AIM ->
Rewrite the items that begin at the line containing "Thank you for the photo. Could you point to the grassy" and end with the line containing "column 750, row 377", swapping "marker" for "pin" and leaving everything else unchanged.

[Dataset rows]
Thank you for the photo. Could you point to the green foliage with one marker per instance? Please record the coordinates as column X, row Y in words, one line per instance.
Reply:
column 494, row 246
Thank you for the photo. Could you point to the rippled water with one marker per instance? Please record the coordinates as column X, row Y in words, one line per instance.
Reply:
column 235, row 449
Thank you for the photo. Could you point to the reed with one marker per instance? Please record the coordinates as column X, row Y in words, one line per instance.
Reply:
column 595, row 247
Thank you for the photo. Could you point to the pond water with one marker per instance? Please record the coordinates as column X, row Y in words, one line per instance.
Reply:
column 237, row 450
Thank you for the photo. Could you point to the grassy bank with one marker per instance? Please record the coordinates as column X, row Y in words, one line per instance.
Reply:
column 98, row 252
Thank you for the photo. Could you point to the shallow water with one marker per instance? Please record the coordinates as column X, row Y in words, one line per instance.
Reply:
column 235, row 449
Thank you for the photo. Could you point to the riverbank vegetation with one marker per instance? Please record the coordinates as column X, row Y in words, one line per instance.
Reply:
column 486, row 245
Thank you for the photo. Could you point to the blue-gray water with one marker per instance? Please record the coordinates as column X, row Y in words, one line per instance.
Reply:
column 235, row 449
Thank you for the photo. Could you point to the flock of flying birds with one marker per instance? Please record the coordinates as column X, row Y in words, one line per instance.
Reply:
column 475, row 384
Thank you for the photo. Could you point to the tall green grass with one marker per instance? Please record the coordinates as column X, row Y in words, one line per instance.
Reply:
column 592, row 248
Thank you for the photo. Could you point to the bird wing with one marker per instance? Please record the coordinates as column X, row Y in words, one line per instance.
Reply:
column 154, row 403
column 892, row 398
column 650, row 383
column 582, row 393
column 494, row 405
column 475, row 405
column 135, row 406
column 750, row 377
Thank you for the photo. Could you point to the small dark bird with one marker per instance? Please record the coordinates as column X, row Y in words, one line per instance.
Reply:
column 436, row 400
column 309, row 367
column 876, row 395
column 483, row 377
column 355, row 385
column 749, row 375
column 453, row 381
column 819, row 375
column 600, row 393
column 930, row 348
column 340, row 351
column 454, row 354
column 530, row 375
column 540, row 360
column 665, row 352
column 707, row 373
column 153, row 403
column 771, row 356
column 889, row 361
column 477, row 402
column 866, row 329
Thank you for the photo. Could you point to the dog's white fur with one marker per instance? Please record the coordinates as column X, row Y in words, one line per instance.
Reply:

EXERCISE OUTPUT ->
Thank you for the photo. Could you point to the grassy bank with one pin per instance? Please record the coordinates as column X, row Y in words, one line per instance.
Reply:
column 98, row 252
Thank you for the photo. Could you point to the shallow water with one pin per instance? Please record the coordinates as column X, row Y in words, one line per instance.
Reply:
column 235, row 449
Thank you for the photo. Could you point to the riverbank vegetation with one pin per instance? Please record the coordinates as column X, row Y in words, one line per instance.
Reply:
column 486, row 245
Thank you for the photo. Could you point to the blue-gray water with one pin per instance? Please record the coordinates as column X, row Y in words, one line per instance.
Reply:
column 235, row 449
Thank you for the photo. Could you point to the flock of flying birds with one pin per instance? Please record the coordinates as column X, row Y in words, one line per instance.
Reply:
column 475, row 384
Thank you for the photo. Could you point to the tall green grass with one pin per instance? Please record the coordinates as column X, row Y in words, one line per instance.
Reply:
column 592, row 248
Thank you for the photo. Could you point to the bird wing with one pin per instance? Please record the coordinates as column X, row Y in words, one line per instance.
Reply:
column 154, row 403
column 892, row 398
column 650, row 383
column 582, row 393
column 494, row 405
column 475, row 405
column 135, row 406
column 750, row 377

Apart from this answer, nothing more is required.